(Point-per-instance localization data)

────────────────────────────────────────

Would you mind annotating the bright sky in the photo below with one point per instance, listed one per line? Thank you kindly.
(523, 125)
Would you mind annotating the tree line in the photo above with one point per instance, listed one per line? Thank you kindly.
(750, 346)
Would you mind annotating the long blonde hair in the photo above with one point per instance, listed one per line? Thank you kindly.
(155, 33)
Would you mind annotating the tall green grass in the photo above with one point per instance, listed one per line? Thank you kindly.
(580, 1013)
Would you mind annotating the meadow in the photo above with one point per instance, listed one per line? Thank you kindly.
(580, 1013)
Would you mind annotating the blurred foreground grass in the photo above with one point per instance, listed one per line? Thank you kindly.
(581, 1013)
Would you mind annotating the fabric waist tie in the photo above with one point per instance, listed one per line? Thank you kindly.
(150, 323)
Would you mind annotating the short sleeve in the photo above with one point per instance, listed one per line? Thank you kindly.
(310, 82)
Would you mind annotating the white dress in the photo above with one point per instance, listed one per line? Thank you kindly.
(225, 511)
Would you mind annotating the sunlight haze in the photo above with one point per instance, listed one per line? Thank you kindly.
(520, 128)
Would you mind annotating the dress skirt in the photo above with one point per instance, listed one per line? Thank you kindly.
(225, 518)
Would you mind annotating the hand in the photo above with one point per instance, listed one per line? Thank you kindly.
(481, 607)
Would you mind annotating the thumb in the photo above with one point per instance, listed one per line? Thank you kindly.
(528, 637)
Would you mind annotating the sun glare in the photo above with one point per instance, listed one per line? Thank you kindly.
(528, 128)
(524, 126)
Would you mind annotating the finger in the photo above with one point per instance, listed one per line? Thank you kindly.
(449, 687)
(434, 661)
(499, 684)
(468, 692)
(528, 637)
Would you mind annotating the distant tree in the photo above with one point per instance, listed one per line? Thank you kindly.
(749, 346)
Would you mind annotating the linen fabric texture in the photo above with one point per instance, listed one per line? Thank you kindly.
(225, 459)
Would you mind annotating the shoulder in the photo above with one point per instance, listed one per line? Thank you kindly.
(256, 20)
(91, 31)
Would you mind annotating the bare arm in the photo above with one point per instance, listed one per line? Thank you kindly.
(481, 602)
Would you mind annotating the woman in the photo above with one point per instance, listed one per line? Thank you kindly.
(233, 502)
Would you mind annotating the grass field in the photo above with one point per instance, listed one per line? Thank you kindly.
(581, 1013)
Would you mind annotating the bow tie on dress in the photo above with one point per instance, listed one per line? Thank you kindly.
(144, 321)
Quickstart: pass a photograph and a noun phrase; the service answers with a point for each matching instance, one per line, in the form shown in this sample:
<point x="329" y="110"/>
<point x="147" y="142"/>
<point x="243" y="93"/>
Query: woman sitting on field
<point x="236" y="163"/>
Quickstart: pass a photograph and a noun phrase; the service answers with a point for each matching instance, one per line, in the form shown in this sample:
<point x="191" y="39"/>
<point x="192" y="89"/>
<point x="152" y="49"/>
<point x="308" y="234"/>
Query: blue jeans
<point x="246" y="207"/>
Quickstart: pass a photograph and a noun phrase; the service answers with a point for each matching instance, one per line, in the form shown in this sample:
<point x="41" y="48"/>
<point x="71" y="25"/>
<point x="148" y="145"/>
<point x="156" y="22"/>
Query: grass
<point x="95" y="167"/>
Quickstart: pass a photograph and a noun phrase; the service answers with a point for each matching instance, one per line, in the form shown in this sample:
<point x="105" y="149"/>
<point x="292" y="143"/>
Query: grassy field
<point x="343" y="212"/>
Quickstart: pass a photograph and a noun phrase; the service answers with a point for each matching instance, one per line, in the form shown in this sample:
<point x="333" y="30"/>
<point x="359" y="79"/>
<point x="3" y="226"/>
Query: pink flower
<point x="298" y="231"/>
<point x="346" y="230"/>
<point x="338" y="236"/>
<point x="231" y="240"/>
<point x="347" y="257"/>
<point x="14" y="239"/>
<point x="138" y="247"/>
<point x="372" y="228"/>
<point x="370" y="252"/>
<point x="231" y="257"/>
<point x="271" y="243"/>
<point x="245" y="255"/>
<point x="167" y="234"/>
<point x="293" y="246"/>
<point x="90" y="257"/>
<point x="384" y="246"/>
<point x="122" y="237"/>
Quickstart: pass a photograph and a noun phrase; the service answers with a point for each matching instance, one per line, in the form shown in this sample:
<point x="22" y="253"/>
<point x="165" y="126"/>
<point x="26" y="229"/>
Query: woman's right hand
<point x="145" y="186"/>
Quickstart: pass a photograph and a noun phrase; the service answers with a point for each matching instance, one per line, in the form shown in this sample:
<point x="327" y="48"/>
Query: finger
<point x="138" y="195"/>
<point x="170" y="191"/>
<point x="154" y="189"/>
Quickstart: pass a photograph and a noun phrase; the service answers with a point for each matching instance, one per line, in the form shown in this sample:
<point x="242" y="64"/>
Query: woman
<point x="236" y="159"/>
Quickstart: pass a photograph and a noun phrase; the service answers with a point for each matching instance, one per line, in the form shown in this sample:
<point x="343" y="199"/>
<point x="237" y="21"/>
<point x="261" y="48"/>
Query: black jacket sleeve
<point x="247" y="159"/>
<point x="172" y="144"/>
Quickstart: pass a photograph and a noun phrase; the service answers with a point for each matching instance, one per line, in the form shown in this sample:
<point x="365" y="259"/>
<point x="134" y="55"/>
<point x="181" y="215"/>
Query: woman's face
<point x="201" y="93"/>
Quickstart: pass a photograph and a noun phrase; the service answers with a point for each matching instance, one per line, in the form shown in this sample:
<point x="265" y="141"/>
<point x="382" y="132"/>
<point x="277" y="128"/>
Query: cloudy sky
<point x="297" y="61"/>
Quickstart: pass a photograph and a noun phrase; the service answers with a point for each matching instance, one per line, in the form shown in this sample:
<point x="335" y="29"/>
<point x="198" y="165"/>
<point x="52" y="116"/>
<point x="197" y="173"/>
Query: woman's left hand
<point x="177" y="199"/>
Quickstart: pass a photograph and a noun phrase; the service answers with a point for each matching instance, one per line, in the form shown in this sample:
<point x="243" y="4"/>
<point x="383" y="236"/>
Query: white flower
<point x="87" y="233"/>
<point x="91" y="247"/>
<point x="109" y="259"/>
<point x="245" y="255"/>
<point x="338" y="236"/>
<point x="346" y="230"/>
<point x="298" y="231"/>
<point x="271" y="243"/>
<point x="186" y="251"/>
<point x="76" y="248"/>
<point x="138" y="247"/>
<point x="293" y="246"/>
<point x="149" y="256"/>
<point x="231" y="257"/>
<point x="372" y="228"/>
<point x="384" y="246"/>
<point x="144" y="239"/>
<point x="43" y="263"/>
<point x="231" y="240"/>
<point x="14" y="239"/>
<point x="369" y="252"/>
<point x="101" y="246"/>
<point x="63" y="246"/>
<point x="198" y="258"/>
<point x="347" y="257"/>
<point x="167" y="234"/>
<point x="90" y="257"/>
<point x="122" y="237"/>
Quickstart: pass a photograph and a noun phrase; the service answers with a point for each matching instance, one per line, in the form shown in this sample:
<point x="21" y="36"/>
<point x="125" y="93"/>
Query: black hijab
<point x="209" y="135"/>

────────────────────────────────────────

TASK BRIEF:
Each line above is to be reproduced exactly.

REPLY TO THE EXERCISE:
Would you mind annotating the bright sky in the photo below with one point per instance, listed one per line? Thank you kindly.
(523, 125)
Would you mind annotating the tree line in the photo above with one point per instance, listed one per line? Thank you kindly.
(750, 346)
Would you mind annotating the long blonde hair in the photo above with one point per instance, listed one per line? Thank you kindly.
(155, 33)
Would you mind annotating the tall green grass in the photo above with one point per instance, listed one per line? Thank you kindly.
(580, 1013)
Would you mind annotating the meadow in the photo above with one point per instance, listed one per line? Thank you kindly.
(580, 1013)
Would you mind annotating the blurred foreground grass in the photo above with one point per instance, listed one per line? Thank you kindly.
(581, 1013)
Would you mind annotating the fabric waist tie in the photo above with one point per instance, listed one per line? Thank you kindly.
(150, 323)
Would you mind annotating the short sleeve in the photo above with one point per instance, listed one per line? Thank you kindly.
(310, 82)
Would you mind annotating the white dress in the photo above with one point per instance, listed one per line? Thank you kindly.
(225, 511)
Would you mind annotating the sunlight haze in the photo above with one point per instance, listed one per line? Thank you kindly.
(520, 128)
Would you mind annotating the dress skirt in the photo above with one point per instance, listed one per line? Thank you kindly.
(225, 518)
Would you mind annotating the hand in the photo above with one point per instance, listed one per line? Thank you kindly.
(481, 607)
Would you mind annotating the thumb in the photo above with one point per instance, listed one per line? Thank you kindly.
(528, 637)
Would you mind annotating the sun glare in the photo above with one point per instance, listed one per line? Thank you kindly.
(528, 128)
(524, 126)
Would you mind annotating the finger in the photo above with one point per instance, listed one per line? Thank you kindly.
(449, 687)
(434, 661)
(499, 684)
(468, 692)
(528, 637)
Would you mind annotating the distant tree in the photo above with one point per instance, listed one per line? Thank you kindly.
(749, 346)
Would you mind annotating the linen fabric texture in the photo above with one point per instance, listed one per line? Thank you kindly.
(225, 459)
Would you mind annotating the shoulder in the photo above with one point per instance, listed one per line? Thank you kindly.
(256, 20)
(91, 31)
Would you mind annotating the bare arm in the photo above with one point per instance, listed one per line? Thank you kindly.
(481, 602)
Would you mind annotating the woman in the photo above with one point per instance, listed one per line? Thank you kindly.
(233, 502)
Would you mind annotating the grass field in the photo above with one point per instance, listed one per line? Thank you kindly.
(581, 1013)
Would you mind annotating the bow tie on dress in the photo above with one point per instance, listed one per line? Thank you kindly.
(144, 321)
Quickstart: pass a photograph and a noun phrase; the service answers with a point for each matching instance, one per line, in the form shown in this sample:
<point x="329" y="110"/>
<point x="147" y="142"/>
<point x="243" y="93"/>
Query: woman sitting on field
<point x="236" y="163"/>
Quickstart: pass a photograph and a noun phrase; the service answers with a point for each matching instance, one per line, in the form shown in this sample:
<point x="191" y="39"/>
<point x="192" y="89"/>
<point x="152" y="49"/>
<point x="308" y="234"/>
Query: blue jeans
<point x="246" y="207"/>
Quickstart: pass a photograph and a noun phrase; the service answers with a point for each matching instance, one per line, in the form shown in this sample:
<point x="41" y="48"/>
<point x="71" y="25"/>
<point x="148" y="145"/>
<point x="156" y="22"/>
Query: grass
<point x="95" y="167"/>
Quickstart: pass a photograph and a noun phrase; the service answers with a point for each matching instance, one per line, in the form shown in this sample:
<point x="105" y="149"/>
<point x="292" y="143"/>
Query: grassy field
<point x="343" y="212"/>
Quickstart: pass a photograph and a noun phrase; the service answers with a point for each matching instance, one per line, in the form shown in this sample:
<point x="333" y="30"/>
<point x="359" y="79"/>
<point x="3" y="226"/>
Query: pink flower
<point x="298" y="231"/>
<point x="346" y="230"/>
<point x="338" y="236"/>
<point x="231" y="240"/>
<point x="347" y="257"/>
<point x="14" y="239"/>
<point x="138" y="247"/>
<point x="372" y="228"/>
<point x="370" y="252"/>
<point x="231" y="257"/>
<point x="271" y="243"/>
<point x="245" y="255"/>
<point x="167" y="234"/>
<point x="293" y="246"/>
<point x="90" y="257"/>
<point x="384" y="246"/>
<point x="122" y="237"/>
Quickstart: pass a photograph and a noun phrase; the service answers with a point for each matching instance, one per line, in the form shown in this sample:
<point x="22" y="253"/>
<point x="165" y="126"/>
<point x="26" y="229"/>
Query: woman's right hand
<point x="145" y="186"/>
Quickstart: pass a photograph and a noun phrase; the service answers with a point for each matching instance, one per line, in the form shown in this sample:
<point x="327" y="48"/>
Query: finger
<point x="138" y="195"/>
<point x="170" y="191"/>
<point x="154" y="189"/>
Quickstart: pass a photograph and a noun phrase; the service answers with a point for each matching instance, one per line, in the form shown in this sample:
<point x="242" y="64"/>
Query: woman
<point x="236" y="159"/>
Quickstart: pass a photograph and a noun phrase; the service answers with a point for each matching instance, one per line, in the form shown in this sample:
<point x="343" y="199"/>
<point x="237" y="21"/>
<point x="261" y="48"/>
Query: black jacket sleeve
<point x="247" y="159"/>
<point x="172" y="144"/>
Quickstart: pass a photograph and a noun phrase; the service answers with a point for each matching instance, one per line, in the form shown in this sample:
<point x="365" y="259"/>
<point x="134" y="55"/>
<point x="181" y="215"/>
Query: woman's face
<point x="201" y="93"/>
Quickstart: pass a photograph and a noun phrase; the service answers with a point for each matching instance, one per line, in the form shown in this sample:
<point x="265" y="141"/>
<point x="382" y="132"/>
<point x="277" y="128"/>
Query: cloudy sky
<point x="297" y="61"/>
Quickstart: pass a photograph and a noun phrase; the service answers with a point for each matching instance, one per line, in the form shown in this sample:
<point x="335" y="29"/>
<point x="198" y="165"/>
<point x="52" y="116"/>
<point x="197" y="173"/>
Query: woman's left hand
<point x="177" y="199"/>
Quickstart: pass a photograph and a noun phrase; the service answers with a point for each matching instance, one per line, in the form shown in this sample:
<point x="243" y="4"/>
<point x="383" y="236"/>
Query: white flower
<point x="87" y="233"/>
<point x="91" y="247"/>
<point x="109" y="259"/>
<point x="245" y="255"/>
<point x="338" y="236"/>
<point x="346" y="230"/>
<point x="298" y="231"/>
<point x="271" y="243"/>
<point x="186" y="251"/>
<point x="76" y="248"/>
<point x="138" y="247"/>
<point x="293" y="246"/>
<point x="149" y="256"/>
<point x="231" y="257"/>
<point x="372" y="228"/>
<point x="384" y="246"/>
<point x="144" y="239"/>
<point x="43" y="263"/>
<point x="231" y="240"/>
<point x="14" y="239"/>
<point x="369" y="252"/>
<point x="101" y="246"/>
<point x="63" y="246"/>
<point x="198" y="258"/>
<point x="347" y="257"/>
<point x="167" y="234"/>
<point x="90" y="257"/>
<point x="122" y="237"/>
Quickstart: pass a photograph and a noun phrase; the service answers with a point for each matching instance, one per line, in the form shown in this sample:
<point x="21" y="36"/>
<point x="125" y="93"/>
Query: black hijab
<point x="209" y="135"/>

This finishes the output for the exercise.